Do this. Rescale the lines starting at the one containing "The client would like the wooden post" and ending at the one containing "[[0, 0, 860, 352]]", writing out every line again with the requests included. Multiply each bounding-box coordinate in the answers by 1.4 and round to whole numbers, with halves rounded up, leaving the sample coordinates inside the requests unchanged.

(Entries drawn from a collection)

○ ○ ○

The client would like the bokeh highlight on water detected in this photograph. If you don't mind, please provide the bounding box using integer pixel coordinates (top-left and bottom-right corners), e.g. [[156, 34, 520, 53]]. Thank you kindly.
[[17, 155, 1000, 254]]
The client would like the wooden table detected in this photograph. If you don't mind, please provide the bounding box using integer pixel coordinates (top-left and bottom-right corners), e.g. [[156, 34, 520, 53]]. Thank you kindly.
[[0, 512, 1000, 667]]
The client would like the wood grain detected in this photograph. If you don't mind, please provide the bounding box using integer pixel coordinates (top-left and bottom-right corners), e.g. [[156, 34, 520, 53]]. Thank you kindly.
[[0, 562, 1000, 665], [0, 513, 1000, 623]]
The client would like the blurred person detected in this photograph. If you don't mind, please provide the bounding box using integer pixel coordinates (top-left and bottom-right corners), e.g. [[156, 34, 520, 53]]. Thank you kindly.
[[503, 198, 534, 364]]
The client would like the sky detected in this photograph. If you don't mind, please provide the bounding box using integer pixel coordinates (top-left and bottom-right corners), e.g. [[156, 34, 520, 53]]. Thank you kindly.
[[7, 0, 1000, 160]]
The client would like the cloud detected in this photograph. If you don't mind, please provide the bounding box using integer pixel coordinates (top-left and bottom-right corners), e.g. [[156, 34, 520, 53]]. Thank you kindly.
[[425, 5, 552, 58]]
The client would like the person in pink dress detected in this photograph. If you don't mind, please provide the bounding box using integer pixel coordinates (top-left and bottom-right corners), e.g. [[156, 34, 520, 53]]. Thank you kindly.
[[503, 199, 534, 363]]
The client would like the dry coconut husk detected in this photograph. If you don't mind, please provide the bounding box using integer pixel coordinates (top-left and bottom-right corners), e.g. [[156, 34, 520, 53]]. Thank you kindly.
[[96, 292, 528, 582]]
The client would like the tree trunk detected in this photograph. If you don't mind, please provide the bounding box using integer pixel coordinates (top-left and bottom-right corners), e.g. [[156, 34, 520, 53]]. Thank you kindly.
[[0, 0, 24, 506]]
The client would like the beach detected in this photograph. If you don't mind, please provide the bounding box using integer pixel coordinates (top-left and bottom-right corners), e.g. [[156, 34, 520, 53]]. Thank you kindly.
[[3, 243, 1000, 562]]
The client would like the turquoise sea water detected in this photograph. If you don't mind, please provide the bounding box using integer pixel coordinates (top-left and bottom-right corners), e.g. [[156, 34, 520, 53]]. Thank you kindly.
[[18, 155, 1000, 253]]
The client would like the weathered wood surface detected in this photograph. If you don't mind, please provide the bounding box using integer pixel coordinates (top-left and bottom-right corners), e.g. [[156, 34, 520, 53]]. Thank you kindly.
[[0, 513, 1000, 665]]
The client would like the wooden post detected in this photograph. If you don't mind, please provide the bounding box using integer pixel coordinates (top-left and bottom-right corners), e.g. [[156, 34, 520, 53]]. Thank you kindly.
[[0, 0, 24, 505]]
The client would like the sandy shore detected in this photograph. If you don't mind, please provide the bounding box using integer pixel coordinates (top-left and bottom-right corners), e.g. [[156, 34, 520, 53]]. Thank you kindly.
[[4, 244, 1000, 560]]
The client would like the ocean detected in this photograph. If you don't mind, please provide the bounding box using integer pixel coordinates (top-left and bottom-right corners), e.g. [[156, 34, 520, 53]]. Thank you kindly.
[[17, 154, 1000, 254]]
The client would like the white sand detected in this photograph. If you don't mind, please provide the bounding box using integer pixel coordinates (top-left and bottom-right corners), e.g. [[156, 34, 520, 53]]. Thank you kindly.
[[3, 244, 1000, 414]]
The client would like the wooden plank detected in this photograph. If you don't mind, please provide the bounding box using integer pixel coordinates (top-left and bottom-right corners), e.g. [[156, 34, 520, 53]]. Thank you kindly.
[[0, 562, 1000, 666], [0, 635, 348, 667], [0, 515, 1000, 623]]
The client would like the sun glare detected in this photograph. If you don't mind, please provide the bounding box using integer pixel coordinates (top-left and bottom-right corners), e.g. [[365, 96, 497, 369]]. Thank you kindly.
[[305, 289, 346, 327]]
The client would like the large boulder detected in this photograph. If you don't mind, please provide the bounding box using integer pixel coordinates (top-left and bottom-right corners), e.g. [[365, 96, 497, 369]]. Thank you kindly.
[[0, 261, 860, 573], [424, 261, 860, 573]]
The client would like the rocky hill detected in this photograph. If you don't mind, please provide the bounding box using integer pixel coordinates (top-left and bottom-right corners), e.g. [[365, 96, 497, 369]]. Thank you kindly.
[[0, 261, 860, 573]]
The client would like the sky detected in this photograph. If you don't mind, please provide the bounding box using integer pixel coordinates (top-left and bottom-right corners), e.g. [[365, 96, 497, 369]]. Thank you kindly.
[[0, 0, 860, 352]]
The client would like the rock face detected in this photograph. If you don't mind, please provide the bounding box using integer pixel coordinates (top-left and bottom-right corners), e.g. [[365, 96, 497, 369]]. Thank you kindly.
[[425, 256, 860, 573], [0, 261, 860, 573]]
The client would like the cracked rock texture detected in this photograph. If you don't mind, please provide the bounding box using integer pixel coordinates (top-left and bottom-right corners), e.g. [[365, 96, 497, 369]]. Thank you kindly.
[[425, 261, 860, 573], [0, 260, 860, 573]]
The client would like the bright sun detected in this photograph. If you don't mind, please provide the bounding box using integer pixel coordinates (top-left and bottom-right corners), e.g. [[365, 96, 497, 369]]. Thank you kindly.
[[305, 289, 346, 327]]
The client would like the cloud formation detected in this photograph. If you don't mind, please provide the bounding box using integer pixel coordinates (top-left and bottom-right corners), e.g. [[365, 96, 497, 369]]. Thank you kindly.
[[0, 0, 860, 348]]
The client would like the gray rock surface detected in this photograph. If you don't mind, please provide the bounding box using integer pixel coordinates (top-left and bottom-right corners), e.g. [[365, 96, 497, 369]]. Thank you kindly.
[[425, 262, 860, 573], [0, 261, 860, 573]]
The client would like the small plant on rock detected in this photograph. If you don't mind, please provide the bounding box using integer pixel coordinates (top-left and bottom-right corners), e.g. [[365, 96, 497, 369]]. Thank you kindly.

○ ○ ○

Correct response.
The client would like the wooden post detected in this photograph. If you don't mind, please provide the bounding box using integer pixel coordinates (top-left and bottom-right corners), e.g. [[156, 34, 520, 53]]. Thank you kindly.
[[0, 0, 34, 707]]
The client would like the sandy shore detected in this photograph. If you don't mind, please provide the bounding box using integer pixel coordinates (top-left and bottom-right corners), e.g. [[156, 34, 520, 53]]. Thank you kindly.
[[6, 342, 1400, 784]]
The client would like the ocean detected in this photograph. If you don't mind, please provide the bounding box using integer pixel coordinates (top-left and bottom-right corners), e.g. [[156, 34, 520, 53]]. Thank you kindly.
[[24, 216, 1400, 356]]
The client would like the white sand detected in this photograph. If you don't mind, please provide the bounding box using integer pixel coordinates (top-left and bottom-right corners), e.g. [[156, 34, 520, 53]]. Thank you kindly.
[[4, 342, 1400, 580]]
The client would like the wooden plank detected in this photograph. If you don't mind, please provide the bounding box using integer pixel coordinates (top-left and bottom-right corners), e.g. [[156, 34, 520, 53]]. Thank you kindly.
[[0, 787, 1400, 932], [0, 889, 487, 934], [0, 721, 1400, 872]]
The client would like the sun glare detected in this photograph. If you don't mind, please provide the bounding box using integer pixel coordinates (top-left and bottom-right corners), e.g. [[365, 96, 497, 369]]. Thank you kindly.
[[427, 405, 484, 458]]
The client would like the large boulder detected in this photograph. If you don't mind, please provide the bounding box using integer pixel coordinates (top-left and bottom-right corners), e.g. [[365, 96, 497, 369]]. Thank you kindly.
[[0, 365, 1204, 802], [594, 365, 1204, 802]]
The client would like the rocky hill detected in this photograph. If you don't mind, please provide the bounding box using integer pixel coordinates (top-left and bottom-right corners), e.g. [[365, 96, 497, 369]]. Thank you kindly.
[[0, 365, 1204, 802]]
The client would like the sky detected in this photograph. If you don't mind, please provide the bounding box using integer pixel coordinates (top-left and bottom-right corners), e.g. [[365, 96, 497, 369]]. Thank you kindly.
[[0, 0, 1204, 493]]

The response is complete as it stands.